== Tasks to complete ==
A. Which distinct dates appear in the post headers of the forum thread on Ativan and Effexor below? List each date once.
B. Does each statement agree with the forum thread on Ativan and Effexor below? For each one, answer yes or no and quote the words from the thread that decide it.
(i) The Ativan was prescribed for a 10-day period.
(ii) ValleyGirl took Ativan for about a month.
(iii) One post says Effexor is known for its withdrawal.
C. Answer these questions from the forum thread on Ativan and Effexor below.
(i) How long had the first poster been taking Effexor?
(ii) Which Ativan dose does Claymore call weak?
(iii) What does Claymore call Ativan?

== Study text ==

# ativan and effexor question



## Guest (Jul 12, 2010)

Alright so a week ago i was prescribed ativan and effexor. now im supposed to take the effexor for a long time, but the ativan was a 10 day thing just so i could calm down and wait for the effexor to kick in. I'm scared because i took ativan for 10 days already and im supposed to stop cold turkey. will i feel like shit and have withdrawels? im not sure if i took it long enough to still have that. also, for those of you that have taken effexor, ive been taking it for 9 days now and i just wanted to know how long it will be before i notice any changes? thanks


----------



## ValleyGirl (Nov 10, 2017)

guitarpwner said:


> Alright so a week ago i was prescribed ativan and effexor. now im supposed to take the effexor for a long time, but the ativan was a 10 day thing just so i could calm down and wait for the effexor to kick in. I'm scared because i took ativan for 10 days already and im supposed to stop cold turkey. will i feel like shit and have withdrawels? im not sure if i took it long enough to still have that. also, for those of you that have taken effexor, ive been taking it for 9 days now and i just wanted to know how long it will be before i notice any changes? thanks


I'm not going to say anything other than I hope you have a good experience with Effexor because I did not. Oh and I was on ativan for something like 2 weeks and had bad withdrawls.


----------



## Guest (Jul 12, 2010)

ustabetinyfairypeople said:


> I'm not going to say anything other than I hope you have a good experience with Effexor because I did not. Oh and I was on ativan for something like 2 weeks and had bad withdrawls.


...................................... What were the withdrawls like?


----------



## Guest (Jul 12, 2010)

Just going to point out effexor is notorious for its horrible withdrawl, just try and not miss a dose lol.


----------



## Claymore (Jun 13, 2009)

The Effexor is probably not going to help you at all. You have another shithole doctor like I did. If anything the Effexor is going to make you feel horrible, or worse, not trying to scare you. That shit messes with your brain chemicals so bad!!!. I haven't heard ONE good effexor story. I dought you have taken Ativan long enough. Ativan was my miracle med. If you have the 0.5mg Ativans, they are so fucking weak that they probably haven't helped you much have they?. If thats the case you won't have Ativan withdrawl. The Effexor is NOT going to kick in, its NOT going to calm you, its NOT going to help you with DP or anxiety. The only thing its probably going to do is make you worse. I HATE THESE FUCKING DOCTORS!!!. THEY MAKE ME WANT TO POUR PURE CHLORINE IN THEIR FUCKING BRAINS AND SEE HOW THEY LIKE IT!!!

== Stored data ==
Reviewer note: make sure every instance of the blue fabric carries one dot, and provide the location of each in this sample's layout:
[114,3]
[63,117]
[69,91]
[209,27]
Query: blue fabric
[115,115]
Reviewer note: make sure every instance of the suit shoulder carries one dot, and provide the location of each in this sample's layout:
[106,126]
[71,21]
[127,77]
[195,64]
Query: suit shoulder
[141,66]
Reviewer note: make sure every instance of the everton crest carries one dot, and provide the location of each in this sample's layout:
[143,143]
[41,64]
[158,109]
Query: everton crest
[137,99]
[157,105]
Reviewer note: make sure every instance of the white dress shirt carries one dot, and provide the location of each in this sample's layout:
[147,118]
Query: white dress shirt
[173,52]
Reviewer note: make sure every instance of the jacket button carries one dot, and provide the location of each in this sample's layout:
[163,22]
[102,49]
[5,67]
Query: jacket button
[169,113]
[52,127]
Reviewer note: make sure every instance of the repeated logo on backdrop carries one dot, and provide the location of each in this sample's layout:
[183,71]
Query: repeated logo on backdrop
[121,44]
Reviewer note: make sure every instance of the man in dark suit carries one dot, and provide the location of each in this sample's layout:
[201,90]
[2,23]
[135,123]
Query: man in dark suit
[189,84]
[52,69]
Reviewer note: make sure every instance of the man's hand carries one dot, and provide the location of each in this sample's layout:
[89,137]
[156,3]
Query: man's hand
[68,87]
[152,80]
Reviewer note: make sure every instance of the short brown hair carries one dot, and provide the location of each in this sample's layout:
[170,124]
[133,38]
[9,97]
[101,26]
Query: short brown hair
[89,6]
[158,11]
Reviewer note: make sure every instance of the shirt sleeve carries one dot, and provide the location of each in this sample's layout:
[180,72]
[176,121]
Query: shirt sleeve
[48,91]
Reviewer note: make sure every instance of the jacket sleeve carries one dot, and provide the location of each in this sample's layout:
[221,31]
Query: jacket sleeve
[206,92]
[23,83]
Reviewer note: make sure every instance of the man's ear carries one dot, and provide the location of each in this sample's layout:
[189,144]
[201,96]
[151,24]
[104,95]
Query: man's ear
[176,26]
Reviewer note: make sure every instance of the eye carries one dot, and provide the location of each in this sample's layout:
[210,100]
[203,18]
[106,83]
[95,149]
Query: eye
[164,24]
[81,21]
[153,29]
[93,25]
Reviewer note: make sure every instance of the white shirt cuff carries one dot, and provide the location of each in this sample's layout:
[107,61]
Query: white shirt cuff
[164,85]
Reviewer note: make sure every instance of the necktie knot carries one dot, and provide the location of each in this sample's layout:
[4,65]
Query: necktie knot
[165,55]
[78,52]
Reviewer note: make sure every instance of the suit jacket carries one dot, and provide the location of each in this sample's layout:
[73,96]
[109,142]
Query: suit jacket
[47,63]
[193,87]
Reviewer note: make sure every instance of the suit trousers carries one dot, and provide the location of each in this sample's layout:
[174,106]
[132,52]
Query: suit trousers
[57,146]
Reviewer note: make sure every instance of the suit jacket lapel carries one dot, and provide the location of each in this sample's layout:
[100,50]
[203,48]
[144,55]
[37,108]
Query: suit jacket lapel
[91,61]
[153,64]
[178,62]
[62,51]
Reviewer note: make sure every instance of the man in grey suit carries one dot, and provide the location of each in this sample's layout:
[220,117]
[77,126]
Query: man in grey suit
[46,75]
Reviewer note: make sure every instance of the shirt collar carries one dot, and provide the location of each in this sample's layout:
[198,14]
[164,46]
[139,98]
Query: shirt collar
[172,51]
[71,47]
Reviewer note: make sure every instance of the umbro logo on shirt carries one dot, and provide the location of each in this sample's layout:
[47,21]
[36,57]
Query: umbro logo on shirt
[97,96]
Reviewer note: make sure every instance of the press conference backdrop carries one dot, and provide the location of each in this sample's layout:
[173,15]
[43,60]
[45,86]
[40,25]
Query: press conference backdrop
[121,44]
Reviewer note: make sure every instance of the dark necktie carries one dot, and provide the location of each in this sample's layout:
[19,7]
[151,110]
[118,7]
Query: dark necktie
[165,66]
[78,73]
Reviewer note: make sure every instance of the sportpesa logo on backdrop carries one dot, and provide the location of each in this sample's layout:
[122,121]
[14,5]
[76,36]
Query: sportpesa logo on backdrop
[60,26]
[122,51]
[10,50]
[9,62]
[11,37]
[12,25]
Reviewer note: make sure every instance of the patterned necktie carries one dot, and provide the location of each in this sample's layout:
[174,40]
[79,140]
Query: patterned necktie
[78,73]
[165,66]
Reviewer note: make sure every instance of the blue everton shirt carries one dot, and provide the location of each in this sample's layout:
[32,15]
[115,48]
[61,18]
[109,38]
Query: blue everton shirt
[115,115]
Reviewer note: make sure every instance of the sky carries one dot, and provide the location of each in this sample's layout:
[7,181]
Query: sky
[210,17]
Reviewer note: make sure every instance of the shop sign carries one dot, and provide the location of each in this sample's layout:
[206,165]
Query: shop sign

== Solutions to the exercise ==
A. Jul 12, 2010; Nov 10, 2017; Jun 13, 2009

B.
(i) Yes: "the ativan was a 10 day thing"
(ii) No: "I was on ativan for something like 2 weeks"
(iii) Yes: "effexor is notorious for its horrible withdrawl"

C.
(i) 9 days
(ii) 0.5mg
(iii) "my miracle med"